-- begin SOURCE EXCERPT --

The whole point of a track day is for drivers to hone their driving skills and push their cars to, and beyond, the limit in a controlled environment.
Honda Integra Type R
The Integra Type R was, and still is, classed as one of the best-handling front-wheel drive cars of all time and it even set the tone for Honda’s bonkers Type R range for years to come. Honda equipped the Integra Type R with a slim windshield, minimal sound deadening and lighter wheels which resulted in it weighing just 1125kg. Its turboless 1.8-litre would sing to the 8,700rpm redline and deliver 187bhp via a limited-slip differential which aided its predictable handling. Cars start at around £8,500 with finer examples fetching sub-£15,000.
BMW M3 E46
Adored by many, the E46 M3 was considered to be one of BMW’s finest M cars. Buyers had the choice of an SMG flappy-paddle automatic or a six-speed manual gearbox while all cars came as standard with the Variable M Differential to help put its power down. Its tight chassis meant the M3 could dance through corners but there are various upgrades available such as Powerflex bushes and Eibach anti-roll bars that can make it even quicker. High-milers can be had for our budget with sub-70,000-mile cars demanding closer to £20,000.

-- end SOURCE EXCERPT --

- WRITTEN REQUEST -
Could you carry the track-day car guide on past its last sentence and write its next part? The material that comes next isn't needed for any of this.

-- begin PROVIDED DATA --

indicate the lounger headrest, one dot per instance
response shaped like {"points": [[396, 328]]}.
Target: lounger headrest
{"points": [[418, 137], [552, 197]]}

-- end PROVIDED DATA --

- THE RESPONSE -
Prices for Elises are currently in the stratosphere and aren’t predicted to drop any time soon; the VX220 is closely trailing behind but cars can still be had for our £15,000 budget. Weighing in at just 870kg, the VX220 is rear-wheel drive and shares the legendary Lotus Elise chassis. Two variants were available: a turbocharged 2.0-litre with 197bhp and a naturally aspirated 147bhp 2.2-litre, both gave a stellar performance. The 2.0-litre cars sit close to the £20,000 mark nowadays, but a 2.2 can be had for just under £15,000 and still hit 60mph from rest in under 6 seconds but there’s always the option to bolt on a GM supercharger for more oomph.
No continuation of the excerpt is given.